**WHAT IS BEING ASKED**
Give the part of the records that opens with the line containing "illuminated facade?" and closes with the line containing "[723,401,831,865]" as a JSON list of strings, one string per line, leaving out blank lines.

==========

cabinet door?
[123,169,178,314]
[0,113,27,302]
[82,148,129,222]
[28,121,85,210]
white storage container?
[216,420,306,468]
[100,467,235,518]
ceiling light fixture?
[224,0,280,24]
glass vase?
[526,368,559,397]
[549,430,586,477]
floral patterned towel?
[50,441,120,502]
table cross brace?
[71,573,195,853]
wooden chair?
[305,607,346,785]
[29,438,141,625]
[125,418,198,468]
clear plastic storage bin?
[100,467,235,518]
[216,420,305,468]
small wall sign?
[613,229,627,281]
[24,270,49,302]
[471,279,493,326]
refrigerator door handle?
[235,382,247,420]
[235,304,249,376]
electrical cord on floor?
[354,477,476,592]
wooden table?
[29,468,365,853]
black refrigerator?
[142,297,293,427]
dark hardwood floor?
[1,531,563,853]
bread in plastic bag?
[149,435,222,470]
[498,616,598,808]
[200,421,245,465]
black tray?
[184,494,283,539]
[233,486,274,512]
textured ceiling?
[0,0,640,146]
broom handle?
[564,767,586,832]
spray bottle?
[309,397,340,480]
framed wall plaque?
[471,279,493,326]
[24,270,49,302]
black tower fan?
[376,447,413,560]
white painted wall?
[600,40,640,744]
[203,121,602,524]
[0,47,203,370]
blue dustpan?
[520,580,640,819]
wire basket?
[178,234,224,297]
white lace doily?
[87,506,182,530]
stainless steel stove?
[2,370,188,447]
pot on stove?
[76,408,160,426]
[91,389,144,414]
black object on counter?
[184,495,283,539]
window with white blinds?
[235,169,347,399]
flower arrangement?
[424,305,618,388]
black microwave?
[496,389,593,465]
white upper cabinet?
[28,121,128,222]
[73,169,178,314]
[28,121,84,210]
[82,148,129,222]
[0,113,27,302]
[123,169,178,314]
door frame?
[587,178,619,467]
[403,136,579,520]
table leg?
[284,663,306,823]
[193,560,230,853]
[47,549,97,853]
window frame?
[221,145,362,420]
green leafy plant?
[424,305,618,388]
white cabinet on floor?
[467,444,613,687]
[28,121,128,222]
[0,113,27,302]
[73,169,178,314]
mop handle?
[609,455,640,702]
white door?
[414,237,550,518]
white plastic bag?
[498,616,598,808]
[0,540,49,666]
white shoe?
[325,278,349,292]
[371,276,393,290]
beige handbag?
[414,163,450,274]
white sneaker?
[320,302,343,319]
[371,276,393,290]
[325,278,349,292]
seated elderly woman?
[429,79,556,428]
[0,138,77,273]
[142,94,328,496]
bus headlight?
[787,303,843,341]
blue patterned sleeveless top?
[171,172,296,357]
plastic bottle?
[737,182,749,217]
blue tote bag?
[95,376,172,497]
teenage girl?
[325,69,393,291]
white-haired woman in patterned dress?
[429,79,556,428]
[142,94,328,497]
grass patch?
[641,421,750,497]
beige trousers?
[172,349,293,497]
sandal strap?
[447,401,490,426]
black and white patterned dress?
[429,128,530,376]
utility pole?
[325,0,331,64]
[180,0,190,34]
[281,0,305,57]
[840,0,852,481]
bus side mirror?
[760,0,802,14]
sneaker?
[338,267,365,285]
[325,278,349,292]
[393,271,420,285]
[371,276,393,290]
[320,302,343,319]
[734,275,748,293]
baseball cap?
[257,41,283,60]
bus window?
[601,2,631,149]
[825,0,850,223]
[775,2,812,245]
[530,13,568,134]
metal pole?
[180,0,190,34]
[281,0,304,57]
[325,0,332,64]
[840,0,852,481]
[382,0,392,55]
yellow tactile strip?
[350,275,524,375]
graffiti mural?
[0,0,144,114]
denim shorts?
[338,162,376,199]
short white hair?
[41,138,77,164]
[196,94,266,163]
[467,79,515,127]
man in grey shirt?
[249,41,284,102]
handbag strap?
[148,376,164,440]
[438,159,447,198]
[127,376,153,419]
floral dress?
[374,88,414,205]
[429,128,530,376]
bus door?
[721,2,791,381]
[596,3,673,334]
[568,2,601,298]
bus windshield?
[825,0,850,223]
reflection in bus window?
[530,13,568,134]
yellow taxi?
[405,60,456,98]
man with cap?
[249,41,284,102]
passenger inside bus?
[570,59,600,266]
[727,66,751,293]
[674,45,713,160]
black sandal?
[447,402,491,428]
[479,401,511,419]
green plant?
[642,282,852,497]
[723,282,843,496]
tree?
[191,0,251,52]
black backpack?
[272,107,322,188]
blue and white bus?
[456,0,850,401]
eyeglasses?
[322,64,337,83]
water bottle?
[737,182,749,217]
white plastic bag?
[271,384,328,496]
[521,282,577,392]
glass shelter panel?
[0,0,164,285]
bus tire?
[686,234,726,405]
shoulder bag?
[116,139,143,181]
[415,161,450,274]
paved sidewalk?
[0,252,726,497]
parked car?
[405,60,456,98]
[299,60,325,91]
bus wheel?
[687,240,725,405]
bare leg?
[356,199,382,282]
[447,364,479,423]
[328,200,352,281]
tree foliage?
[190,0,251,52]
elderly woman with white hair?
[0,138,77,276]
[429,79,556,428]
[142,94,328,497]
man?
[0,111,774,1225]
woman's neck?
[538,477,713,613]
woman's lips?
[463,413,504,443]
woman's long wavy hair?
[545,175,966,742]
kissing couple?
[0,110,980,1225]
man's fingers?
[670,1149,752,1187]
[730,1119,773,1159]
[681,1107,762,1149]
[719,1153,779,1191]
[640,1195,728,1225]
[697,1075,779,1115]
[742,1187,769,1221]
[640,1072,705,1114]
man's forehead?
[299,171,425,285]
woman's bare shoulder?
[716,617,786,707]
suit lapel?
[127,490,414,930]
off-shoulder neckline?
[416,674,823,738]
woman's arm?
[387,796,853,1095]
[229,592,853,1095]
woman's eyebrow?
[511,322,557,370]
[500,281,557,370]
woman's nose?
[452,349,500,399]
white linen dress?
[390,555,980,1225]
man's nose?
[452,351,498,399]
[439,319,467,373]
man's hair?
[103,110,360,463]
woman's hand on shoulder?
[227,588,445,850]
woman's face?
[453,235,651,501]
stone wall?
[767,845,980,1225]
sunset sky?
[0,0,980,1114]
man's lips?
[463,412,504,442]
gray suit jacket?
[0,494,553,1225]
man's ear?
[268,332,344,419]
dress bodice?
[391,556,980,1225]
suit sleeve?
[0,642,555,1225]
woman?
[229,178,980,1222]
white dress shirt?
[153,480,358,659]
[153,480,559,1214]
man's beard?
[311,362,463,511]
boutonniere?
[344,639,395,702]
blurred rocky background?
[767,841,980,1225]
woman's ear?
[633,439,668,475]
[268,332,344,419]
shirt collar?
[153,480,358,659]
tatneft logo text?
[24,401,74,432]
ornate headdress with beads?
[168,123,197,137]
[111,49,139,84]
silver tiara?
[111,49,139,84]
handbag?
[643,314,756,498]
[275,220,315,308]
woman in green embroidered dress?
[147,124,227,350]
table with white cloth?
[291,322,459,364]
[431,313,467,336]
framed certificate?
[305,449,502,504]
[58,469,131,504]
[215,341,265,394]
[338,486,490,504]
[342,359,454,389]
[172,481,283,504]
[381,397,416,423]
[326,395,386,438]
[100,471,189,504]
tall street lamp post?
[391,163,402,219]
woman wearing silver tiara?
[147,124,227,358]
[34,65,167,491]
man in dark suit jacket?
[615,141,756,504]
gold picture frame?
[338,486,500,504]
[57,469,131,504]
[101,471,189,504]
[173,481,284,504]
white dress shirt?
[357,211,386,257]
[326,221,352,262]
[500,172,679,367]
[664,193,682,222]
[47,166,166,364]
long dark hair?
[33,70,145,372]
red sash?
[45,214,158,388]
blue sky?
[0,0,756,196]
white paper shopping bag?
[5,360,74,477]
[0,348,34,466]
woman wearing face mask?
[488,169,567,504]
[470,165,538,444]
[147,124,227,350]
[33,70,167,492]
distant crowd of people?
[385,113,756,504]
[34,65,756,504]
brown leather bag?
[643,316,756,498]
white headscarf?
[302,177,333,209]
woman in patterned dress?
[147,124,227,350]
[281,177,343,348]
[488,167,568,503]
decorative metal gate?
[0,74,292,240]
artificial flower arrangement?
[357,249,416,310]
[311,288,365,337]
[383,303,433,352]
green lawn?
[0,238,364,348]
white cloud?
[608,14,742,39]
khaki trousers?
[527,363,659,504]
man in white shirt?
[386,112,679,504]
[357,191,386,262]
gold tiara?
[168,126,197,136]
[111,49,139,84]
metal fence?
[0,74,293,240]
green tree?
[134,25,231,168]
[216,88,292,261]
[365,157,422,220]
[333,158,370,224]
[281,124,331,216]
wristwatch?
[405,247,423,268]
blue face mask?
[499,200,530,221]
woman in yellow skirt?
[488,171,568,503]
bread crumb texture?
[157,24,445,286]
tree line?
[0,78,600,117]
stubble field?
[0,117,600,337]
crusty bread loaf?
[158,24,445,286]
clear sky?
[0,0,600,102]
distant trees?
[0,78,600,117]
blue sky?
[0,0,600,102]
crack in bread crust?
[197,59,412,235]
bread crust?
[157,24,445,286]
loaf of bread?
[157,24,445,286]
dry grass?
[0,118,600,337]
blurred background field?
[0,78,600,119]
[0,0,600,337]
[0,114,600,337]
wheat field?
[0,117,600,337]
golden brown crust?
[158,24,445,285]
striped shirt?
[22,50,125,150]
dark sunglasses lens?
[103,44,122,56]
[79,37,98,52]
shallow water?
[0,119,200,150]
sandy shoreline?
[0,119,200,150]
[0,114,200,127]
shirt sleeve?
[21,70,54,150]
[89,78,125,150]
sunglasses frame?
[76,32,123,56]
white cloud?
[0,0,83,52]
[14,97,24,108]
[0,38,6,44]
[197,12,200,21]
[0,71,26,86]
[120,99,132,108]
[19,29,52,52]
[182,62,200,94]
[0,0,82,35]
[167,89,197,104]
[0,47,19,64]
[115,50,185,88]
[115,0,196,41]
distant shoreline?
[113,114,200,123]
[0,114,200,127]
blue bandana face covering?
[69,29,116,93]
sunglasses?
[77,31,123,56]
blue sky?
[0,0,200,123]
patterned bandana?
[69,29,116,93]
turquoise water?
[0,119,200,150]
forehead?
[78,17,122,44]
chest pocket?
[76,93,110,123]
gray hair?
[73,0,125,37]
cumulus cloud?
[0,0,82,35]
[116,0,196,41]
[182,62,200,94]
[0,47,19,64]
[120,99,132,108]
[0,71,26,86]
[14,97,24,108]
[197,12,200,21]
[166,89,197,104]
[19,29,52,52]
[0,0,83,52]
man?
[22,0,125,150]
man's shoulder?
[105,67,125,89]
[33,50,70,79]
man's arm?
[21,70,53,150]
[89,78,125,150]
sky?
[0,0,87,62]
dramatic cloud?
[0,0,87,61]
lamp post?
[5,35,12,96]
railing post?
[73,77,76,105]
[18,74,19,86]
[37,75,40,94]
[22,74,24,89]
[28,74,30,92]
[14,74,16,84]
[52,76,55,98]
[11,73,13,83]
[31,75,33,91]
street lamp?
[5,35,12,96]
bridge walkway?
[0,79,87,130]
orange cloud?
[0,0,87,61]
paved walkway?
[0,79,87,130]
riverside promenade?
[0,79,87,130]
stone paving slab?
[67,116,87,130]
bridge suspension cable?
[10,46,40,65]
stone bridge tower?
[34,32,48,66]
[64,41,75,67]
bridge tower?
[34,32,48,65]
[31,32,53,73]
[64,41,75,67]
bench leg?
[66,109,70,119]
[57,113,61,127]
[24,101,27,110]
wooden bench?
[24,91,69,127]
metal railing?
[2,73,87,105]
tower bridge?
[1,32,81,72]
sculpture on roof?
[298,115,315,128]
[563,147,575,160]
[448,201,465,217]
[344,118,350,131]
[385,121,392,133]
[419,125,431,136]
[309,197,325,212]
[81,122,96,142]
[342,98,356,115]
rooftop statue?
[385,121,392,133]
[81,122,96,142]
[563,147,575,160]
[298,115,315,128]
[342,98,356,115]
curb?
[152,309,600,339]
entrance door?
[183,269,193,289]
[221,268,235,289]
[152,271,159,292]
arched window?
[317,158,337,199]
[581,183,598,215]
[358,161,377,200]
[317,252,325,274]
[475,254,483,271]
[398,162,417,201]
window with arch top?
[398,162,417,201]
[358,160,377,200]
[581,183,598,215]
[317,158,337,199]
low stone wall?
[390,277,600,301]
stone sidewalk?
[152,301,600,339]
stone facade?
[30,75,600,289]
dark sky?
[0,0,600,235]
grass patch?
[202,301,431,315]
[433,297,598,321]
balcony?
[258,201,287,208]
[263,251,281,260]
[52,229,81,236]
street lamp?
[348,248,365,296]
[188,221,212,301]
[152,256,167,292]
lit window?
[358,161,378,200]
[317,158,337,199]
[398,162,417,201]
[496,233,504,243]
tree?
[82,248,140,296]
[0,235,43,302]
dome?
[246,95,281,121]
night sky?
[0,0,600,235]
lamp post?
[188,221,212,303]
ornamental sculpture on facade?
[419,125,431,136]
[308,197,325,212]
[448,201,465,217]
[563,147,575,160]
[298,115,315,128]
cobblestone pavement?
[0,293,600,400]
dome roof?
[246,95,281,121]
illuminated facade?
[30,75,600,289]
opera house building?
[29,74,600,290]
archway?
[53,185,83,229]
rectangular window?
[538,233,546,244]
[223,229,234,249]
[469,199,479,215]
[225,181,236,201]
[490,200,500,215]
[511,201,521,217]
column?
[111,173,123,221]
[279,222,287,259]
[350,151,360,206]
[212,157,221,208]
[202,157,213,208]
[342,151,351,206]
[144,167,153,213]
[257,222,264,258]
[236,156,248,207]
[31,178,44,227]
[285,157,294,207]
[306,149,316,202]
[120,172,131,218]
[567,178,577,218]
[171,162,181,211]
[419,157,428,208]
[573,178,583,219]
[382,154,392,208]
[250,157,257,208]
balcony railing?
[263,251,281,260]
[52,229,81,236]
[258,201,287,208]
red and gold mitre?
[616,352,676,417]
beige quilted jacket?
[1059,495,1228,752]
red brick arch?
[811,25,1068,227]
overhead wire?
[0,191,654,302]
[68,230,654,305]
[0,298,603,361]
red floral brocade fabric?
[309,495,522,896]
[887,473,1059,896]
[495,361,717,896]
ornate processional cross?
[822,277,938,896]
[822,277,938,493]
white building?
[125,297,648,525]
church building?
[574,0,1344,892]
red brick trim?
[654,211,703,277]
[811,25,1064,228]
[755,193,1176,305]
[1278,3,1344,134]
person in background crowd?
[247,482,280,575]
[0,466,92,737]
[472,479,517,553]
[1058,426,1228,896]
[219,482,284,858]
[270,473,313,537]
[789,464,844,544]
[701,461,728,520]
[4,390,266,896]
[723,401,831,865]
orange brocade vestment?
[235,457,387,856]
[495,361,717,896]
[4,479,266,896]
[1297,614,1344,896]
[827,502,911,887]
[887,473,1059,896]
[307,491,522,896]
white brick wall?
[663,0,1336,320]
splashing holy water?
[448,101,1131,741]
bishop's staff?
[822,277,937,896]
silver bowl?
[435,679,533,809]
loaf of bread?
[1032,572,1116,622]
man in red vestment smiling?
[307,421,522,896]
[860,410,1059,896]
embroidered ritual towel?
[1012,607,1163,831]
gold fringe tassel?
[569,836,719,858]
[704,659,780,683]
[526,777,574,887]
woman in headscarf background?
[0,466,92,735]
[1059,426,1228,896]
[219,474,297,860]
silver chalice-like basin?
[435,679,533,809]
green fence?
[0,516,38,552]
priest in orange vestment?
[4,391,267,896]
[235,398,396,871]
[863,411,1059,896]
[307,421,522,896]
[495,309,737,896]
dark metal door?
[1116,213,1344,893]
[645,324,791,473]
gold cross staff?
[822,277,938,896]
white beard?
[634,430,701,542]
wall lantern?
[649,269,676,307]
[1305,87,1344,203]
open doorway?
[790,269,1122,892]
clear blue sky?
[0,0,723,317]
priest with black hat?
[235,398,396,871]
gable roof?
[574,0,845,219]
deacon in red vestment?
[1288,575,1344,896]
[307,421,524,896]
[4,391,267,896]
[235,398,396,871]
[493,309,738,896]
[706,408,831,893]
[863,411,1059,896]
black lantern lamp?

==========

**SOLUTION TO THIS PROBLEM**
[
  "illuminated facade?",
  "[30,75,600,289]",
  "opera house building?",
  "[29,74,600,290]",
  "archway?",
  "[53,185,83,229]",
  "rectangular window?",
  "[538,233,546,244]",
  "[223,229,234,249]",
  "[469,199,479,215]",
  "[225,181,236,201]",
  "[490,200,500,215]",
  "[511,201,521,217]",
  "column?",
  "[111,173,123,221]",
  "[279,222,287,259]",
  "[350,151,360,206]",
  "[212,157,221,208]",
  "[202,157,213,208]",
  "[342,151,351,206]",
  "[144,167,153,213]",
  "[257,222,264,258]",
  "[236,156,248,207]",
  "[31,178,44,227]",
  "[285,157,294,207]",
  "[306,149,316,202]",
  "[120,172,131,218]",
  "[567,178,577,218]",
  "[171,162,181,211]",
  "[419,157,428,208]",
  "[573,178,583,219]",
  "[382,154,392,208]",
  "[250,157,257,208]",
  "balcony railing?",
  "[263,251,281,260]",
  "[52,229,81,236]",
  "[258,201,287,208]",
  "red and gold mitre?",
  "[616,352,676,417]",
  "beige quilted jacket?",
  "[1059,495,1228,752]",
  "red brick arch?",
  "[811,25,1068,227]",
  "overhead wire?",
  "[0,191,654,302]",
  "[68,230,654,305]",
  "[0,298,603,361]",
  "red floral brocade fabric?",
  "[309,495,522,896]",
  "[887,473,1059,896]",
  "[495,361,717,896]",
  "ornate processional cross?",
  "[822,277,938,896]",
  "[822,277,938,493]",
  "white building?",
  "[125,297,648,525]",
  "church building?",
  "[574,0,1344,892]",
  "red brick trim?",
  "[654,211,703,277]",
  "[811,25,1064,228]",
  "[755,193,1176,305]",
  "[1278,3,1344,134]",
  "person in background crowd?",
  "[247,482,280,575]",
  "[0,466,92,737]",
  "[472,479,517,553]",
  "[1058,426,1228,896]",
  "[219,482,284,858]",
  "[270,473,313,537]",
  "[789,464,844,544]",
  "[701,461,728,520]",
  "[4,390,266,896]",
  "[723,401,831,865]"
]